=== What the task asks ===
Copy out all the data, word for word.

=== Given entries ===
--- begin ---

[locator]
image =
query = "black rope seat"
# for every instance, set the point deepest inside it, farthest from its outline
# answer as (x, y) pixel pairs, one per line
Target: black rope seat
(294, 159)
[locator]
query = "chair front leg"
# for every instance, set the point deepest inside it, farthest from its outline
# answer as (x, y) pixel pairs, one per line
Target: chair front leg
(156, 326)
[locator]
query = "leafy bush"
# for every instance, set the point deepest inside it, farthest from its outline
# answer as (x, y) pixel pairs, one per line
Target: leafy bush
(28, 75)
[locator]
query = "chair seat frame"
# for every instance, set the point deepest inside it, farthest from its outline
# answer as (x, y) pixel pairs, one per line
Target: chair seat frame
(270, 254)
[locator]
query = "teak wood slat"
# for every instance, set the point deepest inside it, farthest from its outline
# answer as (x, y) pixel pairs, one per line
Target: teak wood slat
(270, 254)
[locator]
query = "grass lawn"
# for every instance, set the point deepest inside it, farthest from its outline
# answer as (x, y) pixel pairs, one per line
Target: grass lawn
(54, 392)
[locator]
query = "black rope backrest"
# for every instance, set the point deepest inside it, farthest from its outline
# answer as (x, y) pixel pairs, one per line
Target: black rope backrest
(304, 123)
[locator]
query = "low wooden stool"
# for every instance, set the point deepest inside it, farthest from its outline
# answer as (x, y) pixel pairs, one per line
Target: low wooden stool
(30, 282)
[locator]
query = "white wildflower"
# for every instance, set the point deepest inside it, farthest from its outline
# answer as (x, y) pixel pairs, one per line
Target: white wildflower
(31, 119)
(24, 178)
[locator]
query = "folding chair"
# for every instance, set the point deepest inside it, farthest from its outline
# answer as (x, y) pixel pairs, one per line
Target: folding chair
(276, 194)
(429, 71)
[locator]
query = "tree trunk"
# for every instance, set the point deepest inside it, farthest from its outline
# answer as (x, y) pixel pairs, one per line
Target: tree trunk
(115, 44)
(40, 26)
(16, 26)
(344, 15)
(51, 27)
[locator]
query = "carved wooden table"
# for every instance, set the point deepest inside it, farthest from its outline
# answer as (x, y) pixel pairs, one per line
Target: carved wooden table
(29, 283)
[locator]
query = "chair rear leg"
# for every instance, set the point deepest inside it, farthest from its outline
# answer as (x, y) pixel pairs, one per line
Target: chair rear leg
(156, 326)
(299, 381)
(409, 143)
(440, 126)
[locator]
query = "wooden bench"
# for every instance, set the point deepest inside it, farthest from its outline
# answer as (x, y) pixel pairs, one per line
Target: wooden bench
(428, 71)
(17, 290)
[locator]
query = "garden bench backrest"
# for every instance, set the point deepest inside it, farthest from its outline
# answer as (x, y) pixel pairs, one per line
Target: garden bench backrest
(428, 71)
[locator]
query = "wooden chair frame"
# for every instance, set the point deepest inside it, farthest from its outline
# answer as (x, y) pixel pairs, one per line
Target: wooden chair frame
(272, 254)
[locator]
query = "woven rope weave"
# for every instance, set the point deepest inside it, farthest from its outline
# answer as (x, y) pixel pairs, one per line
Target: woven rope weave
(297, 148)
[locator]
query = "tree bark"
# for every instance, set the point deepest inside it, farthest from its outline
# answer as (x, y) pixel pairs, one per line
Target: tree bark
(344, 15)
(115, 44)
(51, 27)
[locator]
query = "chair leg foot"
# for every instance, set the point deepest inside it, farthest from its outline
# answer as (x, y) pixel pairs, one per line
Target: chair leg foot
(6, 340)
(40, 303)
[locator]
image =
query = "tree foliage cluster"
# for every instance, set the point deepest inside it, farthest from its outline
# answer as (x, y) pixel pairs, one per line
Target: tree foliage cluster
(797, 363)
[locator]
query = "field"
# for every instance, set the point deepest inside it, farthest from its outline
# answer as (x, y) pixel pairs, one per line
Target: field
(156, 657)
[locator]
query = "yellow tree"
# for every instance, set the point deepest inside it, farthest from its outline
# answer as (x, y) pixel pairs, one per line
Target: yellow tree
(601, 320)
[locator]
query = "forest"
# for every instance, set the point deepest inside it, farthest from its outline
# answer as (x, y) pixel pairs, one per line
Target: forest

--- end ---

=== Worked solution ===
[locator]
image =
query = "black rope seat"
# for every instance, set the point deepest inside it, farthest from its outline
# answer as (x, y) pixel pairs, one per line
Target: black rope seat
(294, 159)
[locator]
query = "chair front leg"
# for every instance, set the point deepest inside it, farthest from its outline
# answer as (x, y) pixel pairs, one per line
Target: chair front leg
(156, 326)
[locator]
query = "leafy bush"
# for every instance, set the point deepest inside it, farthest from its outline
# answer as (x, y) pixel pairs, one per line
Target: leafy bush
(28, 75)
[locator]
query = "chair seat frame"
# for every instance, set the point deepest inside it, farthest from its outline
# answer as (x, y) pixel pairs, one per line
Target: chair seat frame
(270, 254)
[locator]
query = "teak wood slat"
# for every instance, set the point deepest inside it, farthest from its outline
# answer as (x, y) pixel pairs, one per line
Target: teak wood slat
(270, 254)
[locator]
query = "grass lawn"
# for every instance, set the point deepest inside it, farthest from its outline
# answer as (x, y) pixel pairs, one per line
Target: grass lawn
(54, 392)
[locator]
query = "black rope backrest"
# for every instance, set the point deepest inside it, farthest from its outline
# answer as (x, y) pixel pairs, one per line
Target: black rope backrest
(304, 123)
[locator]
query = "low wooden stool"
# for every instance, set the point deepest inside it, farthest from its outline
# answer as (x, y) pixel pairs, one per line
Target: low wooden stool
(30, 282)
[locator]
query = "white wildflower"
# for every instance, set the point deepest inside it, farthest from its outline
# answer as (x, y) pixel pairs, one per line
Target: white wildflower
(31, 119)
(24, 178)
[locator]
query = "folding chair"
# for every instance, set the point deepest inside it, farthest from its outline
# answer as (x, y) pixel pairs, one per line
Target: folding chair
(276, 194)
(429, 71)
[locator]
query = "tree trunk"
# for every instance, set the point deepest inside it, farthest from its outline
# answer as (x, y) pixel pairs, one per line
Target: tree trunk
(115, 44)
(40, 26)
(16, 26)
(344, 15)
(51, 27)
[locator]
query = "carved wooden table"
# for every instance, set the point deepest inside it, farthest from its outline
# answer as (x, y) pixel pairs, one per line
Target: carved wooden table
(29, 283)
[locator]
query = "chair rear leg"
# for every instance, set the point deepest inside it, farthest from its outline
# answer as (x, y) pixel pairs, one per line
Target: chair rear leg
(156, 326)
(299, 381)
(409, 143)
(440, 126)
[locator]
query = "wooden bench"
# for every instance, set the point deepest inside it, farthest from its outline
# answer as (x, y) pixel pairs, one per line
Target: wooden bench
(428, 71)
(17, 290)
[locator]
query = "garden bench backrest"
# for every instance, set the point deepest inside it, farthest from its outline
# answer as (x, y) pixel pairs, one per line
Target: garden bench backrest
(428, 71)
[locator]
query = "wooden chair frame"
# for every instance, set the point deepest inside it, farthest from its outline
# answer as (x, y) pixel pairs, one per line
Target: wooden chair frame
(272, 254)
[locator]
query = "woven rope weave"
# for every instance, set the point deepest inside it, farthest from its outline
# answer as (x, y) pixel pairs, one per line
Target: woven rope weave
(297, 148)
[locator]
query = "tree bark"
# for every instance, set the point deepest inside it, farthest from its outline
# answer as (x, y) pixel pairs, one per line
Target: tree bark
(344, 15)
(115, 44)
(51, 27)
[locator]
query = "chair leg foot"
# for every instance, set the point deepest inside it, farthest from its outline
# answer as (x, y) pixel pairs, one per line
Target: chair leg foot
(6, 340)
(40, 303)
[locator]
image =
query = "tree foliage cluster"
# for every instance, set the point deepest inside it, farthest from its outline
# answer as (x, y) pixel pairs, one per line
Target: tree foliage cluster
(797, 363)
[locator]
query = "field"
# for every instance, set the point deepest inside it, farthest from its outline
# answer as (x, y) pixel pairs, one per line
Target: field
(156, 657)
[locator]
query = "yellow tree"
# for every instance, set the point deepest inside it, farthest from its outline
# answer as (x, y) pixel pairs, one per line
Target: yellow tree
(601, 320)
[locator]
query = "forest"
# for every instance, set the point deepest inside it, farthest from its outline
# answer as (x, y) pixel pairs, one per line
Target: forest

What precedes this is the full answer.